**PROBLEM STATEMENT:**
Leave out the pictures and repeat the entries below verbatim.

[Extracted records]
┌──

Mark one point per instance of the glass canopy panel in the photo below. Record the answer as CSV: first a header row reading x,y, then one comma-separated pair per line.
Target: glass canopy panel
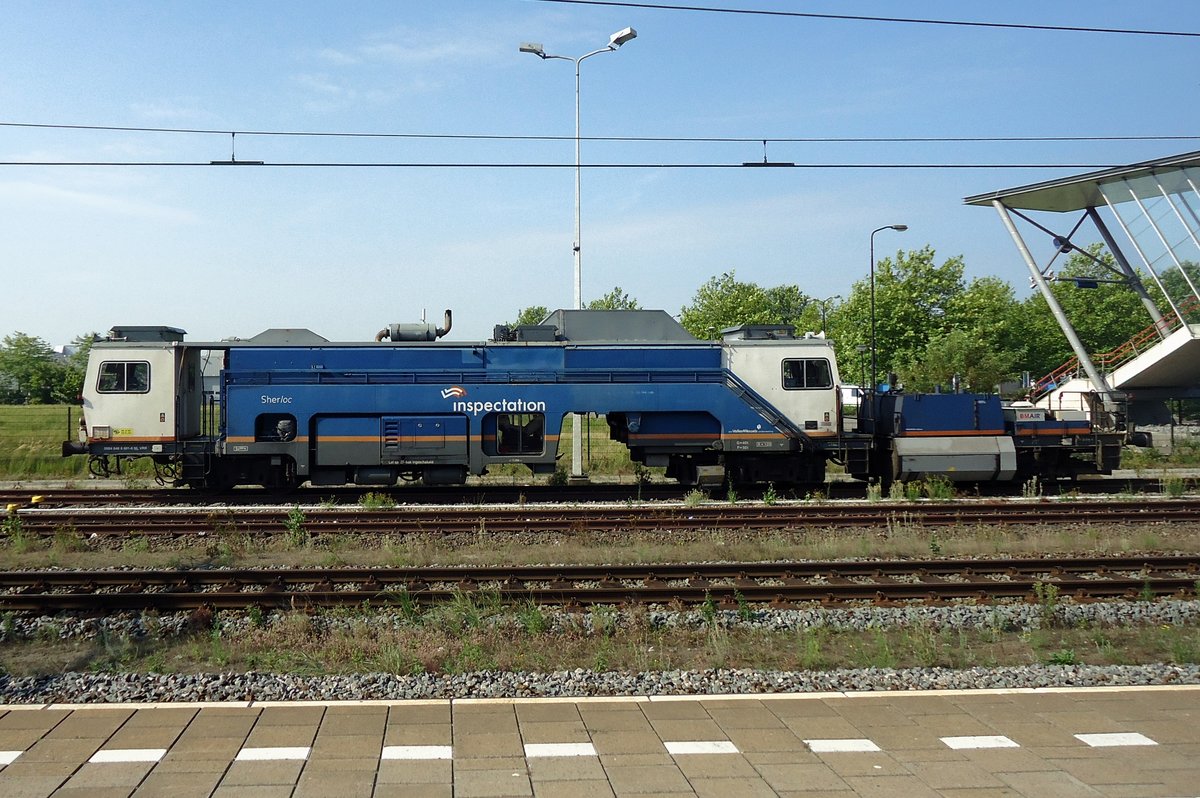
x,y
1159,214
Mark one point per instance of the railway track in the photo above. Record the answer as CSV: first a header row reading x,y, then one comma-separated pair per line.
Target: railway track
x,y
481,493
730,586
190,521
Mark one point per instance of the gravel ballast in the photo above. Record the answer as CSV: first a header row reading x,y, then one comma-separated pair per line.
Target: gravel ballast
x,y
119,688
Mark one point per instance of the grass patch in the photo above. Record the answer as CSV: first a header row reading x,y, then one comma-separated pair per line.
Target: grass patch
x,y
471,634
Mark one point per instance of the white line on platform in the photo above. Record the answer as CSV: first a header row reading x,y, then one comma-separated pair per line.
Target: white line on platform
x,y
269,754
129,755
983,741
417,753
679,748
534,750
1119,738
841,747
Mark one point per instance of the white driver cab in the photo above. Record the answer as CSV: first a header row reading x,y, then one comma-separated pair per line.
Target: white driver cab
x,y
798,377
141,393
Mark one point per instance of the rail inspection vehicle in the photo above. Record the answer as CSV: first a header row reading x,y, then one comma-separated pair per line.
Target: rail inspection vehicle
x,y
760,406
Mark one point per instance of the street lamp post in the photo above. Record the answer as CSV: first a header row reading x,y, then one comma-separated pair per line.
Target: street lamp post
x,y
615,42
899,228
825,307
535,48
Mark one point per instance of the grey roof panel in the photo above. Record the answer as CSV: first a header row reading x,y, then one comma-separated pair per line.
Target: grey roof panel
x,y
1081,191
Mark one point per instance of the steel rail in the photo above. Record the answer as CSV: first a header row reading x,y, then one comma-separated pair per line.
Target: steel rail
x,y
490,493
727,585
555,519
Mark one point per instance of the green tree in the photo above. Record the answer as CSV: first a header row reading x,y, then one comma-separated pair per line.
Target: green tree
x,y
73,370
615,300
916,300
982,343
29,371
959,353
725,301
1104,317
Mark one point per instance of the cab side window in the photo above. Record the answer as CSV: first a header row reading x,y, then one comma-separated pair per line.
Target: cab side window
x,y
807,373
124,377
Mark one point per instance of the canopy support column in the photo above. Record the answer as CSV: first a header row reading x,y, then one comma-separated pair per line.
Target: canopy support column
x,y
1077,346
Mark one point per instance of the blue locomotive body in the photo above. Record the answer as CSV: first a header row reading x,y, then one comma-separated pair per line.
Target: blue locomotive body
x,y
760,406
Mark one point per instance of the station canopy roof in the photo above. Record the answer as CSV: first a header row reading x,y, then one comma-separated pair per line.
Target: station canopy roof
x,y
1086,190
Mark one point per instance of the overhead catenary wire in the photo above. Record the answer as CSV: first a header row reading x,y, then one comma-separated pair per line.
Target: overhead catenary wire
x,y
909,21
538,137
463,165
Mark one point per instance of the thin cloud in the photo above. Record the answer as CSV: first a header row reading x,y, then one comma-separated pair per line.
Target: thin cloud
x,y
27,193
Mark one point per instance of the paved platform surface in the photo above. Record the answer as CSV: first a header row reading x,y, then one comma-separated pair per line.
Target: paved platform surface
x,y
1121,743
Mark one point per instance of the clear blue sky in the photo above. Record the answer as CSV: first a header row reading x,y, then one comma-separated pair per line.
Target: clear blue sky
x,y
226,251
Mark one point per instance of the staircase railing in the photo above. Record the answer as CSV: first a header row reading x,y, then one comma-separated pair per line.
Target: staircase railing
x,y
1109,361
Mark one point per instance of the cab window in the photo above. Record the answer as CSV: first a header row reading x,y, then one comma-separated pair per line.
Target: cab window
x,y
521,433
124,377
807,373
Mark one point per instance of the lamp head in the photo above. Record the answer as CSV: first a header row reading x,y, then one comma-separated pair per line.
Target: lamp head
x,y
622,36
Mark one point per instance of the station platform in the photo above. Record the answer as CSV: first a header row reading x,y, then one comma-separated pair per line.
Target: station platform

└──

**RESPONSE BELOW:**
Mark one point per instance of the glass canopy panel in the photo below. Record the answer as CSV: first a header row reading x,y, then one comma-separated pair per line.
Target: glass canopy panel
x,y
1159,214
Mark one point per instance of the railway track in the photo above. Record the answer as CSV: first a header row reading x,y, then one comma-separated pair per line.
Target: railway track
x,y
481,493
730,586
190,521
Mark one point per instance of the gravel ballast in the photo above. Record the answer as CSV: first a header row reading x,y, then one comma-separated pair per line.
Target: gravel ballast
x,y
119,688
Mark one point per instance of the grass patch in the photo above. Record the answer as CSV: first a header row reading x,y, then one comma-separated pair per line.
Target: grass patch
x,y
471,634
Mark one point per instance of the white line on platform in the photo above. Record the answer as CSV: first a header row reading x,y, then one comma-separated pair per line.
Target: white line on platform
x,y
269,754
129,755
983,741
417,753
679,748
534,750
1119,738
841,747
Mark one point per instance of the white driver cab in the photo above. Record the answer as CSV: first a header row reading x,y, then one comma-separated pair per line.
Target: white driver cab
x,y
798,377
141,393
Mark one point per instance of the rail inspection vehicle in the photo above. Record the answer as CSV: first a header row reading x,y, then one comma-separated pair per line.
Target: rail inspection vehicle
x,y
760,406
Mark one point per instance of the street lamp post in the photo above. Record the answer as CSV: first a header row reading x,y, then one comma-separated pair per line.
Target: street lamp post
x,y
615,42
899,228
825,307
535,48
Mark one point per instance of the grey roof panel in the photo above. Record the answer as CSV: first a header row reading x,y, then one comma-separated pair per line.
Target: grey roof panel
x,y
1081,191
Mark one point per instance of the steel rail in the photo above. Record the answer as CSV: first a header row reading x,y, then one comma-separated pair per line.
Target: steel rail
x,y
490,493
727,585
555,519
Mark one point per instance of the green tree in the photo above. Record the answer as CSV: first a header row reading x,y, then one comma-separated pair per line.
Target: green tree
x,y
73,370
615,300
916,300
982,343
29,371
959,353
725,301
1104,317
Mark one point per instance of the cab side window in the photo above. Record the answer as CSV: first a header row reading x,y, then one comma-separated pair per line.
Target: cab side window
x,y
807,373
124,377
Mark one point per instance of the canopy support column in the photo above. Record the answer as CSV: first a header row reading x,y, then one comma-separated pair per line.
Target: canopy support column
x,y
1077,346
Mark one point per instance of the blue locomotive body in the photo above. Record the answer as CSV: first a header row reading x,y, then one comma-separated pair per line.
Target: blue locomotive body
x,y
760,406
Mark one point per instance of the station canopy roof in the photo above. Record the answer as CSV: first a header row reading x,y, then one comma-separated pair per line.
Target: station canopy roof
x,y
1086,190
Mark one point per instance of the overhead catenary wire in the photo above. Record the answer as CSV: first a header row reading x,y, then one comma-separated pair per line.
Target: overhead catenary wire
x,y
909,21
538,137
463,165
Mark one point per instance of the thin cloud in the photo above. Record the answer as CSV: first a header row reading x,y, then one comma-separated pair per line.
Target: thin cloud
x,y
27,193
Mark one point per instance of the paved platform surface in the photo above. Record the answer as CSV: first a header row reading x,y, then one comma-separated pair per line.
Target: paved platform surface
x,y
1121,743
Mark one point per instance of the clear blue sky in the photo above. Record the answer as CSV: first a header row reading x,y, then one comma-separated pair per line.
Target: clear blue sky
x,y
226,251
Mark one point per instance of the staircase railing in the photo above. Record the answer as CSV: first a header row reading x,y, then one comma-separated pair per line.
Target: staircase railing
x,y
1109,361
Mark one point per instance of the cab window in the photo above. Record the answer as CSV: first a header row reading x,y, then one comma-separated pair per line.
Target: cab window
x,y
521,433
124,377
807,373
Mark one point per instance of the lamp head in the photo above. Record the answer as CSV: first a header row reading x,y, then one comma-separated pair per line.
Target: lamp head
x,y
622,36
Mark one point per instance of the station platform in the photo above. Record the answer as CSV: first a header row reading x,y, then one comma-separated pair per line.
Target: station platform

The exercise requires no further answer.